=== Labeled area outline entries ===

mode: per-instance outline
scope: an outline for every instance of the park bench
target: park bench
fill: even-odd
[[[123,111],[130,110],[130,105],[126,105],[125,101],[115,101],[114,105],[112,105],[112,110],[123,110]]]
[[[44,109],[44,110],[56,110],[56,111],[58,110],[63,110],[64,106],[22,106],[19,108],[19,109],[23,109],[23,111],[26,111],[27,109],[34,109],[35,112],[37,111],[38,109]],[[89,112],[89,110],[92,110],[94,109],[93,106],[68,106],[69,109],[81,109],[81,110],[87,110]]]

=== Written problem ===
Scale the entries above by repeating every line, including the ones before the outlines, and multiplying each coordinate in the outlines by 0.35. Round each result to the nearest whole number, with halves rounded up.

=== Output for this task ===
mode: per-instance outline
scope: an outline for every instance of the park bench
target: park bench
fill: even-odd
[[[43,39],[46,39],[46,37],[44,37],[44,35],[40,35],[40,37],[39,37],[39,39],[43,39]]]
[[[15,38],[15,39],[20,39],[20,39],[20,39],[22,39],[22,37],[8,37],[7,38],[7,38],[8,38],[8,39],[9,39],[9,38],[12,38],[12,39],[13,39],[13,38]],[[31,39],[31,39],[32,39],[33,38],[33,37],[24,37],[24,38],[28,38],[28,39],[30,39]]]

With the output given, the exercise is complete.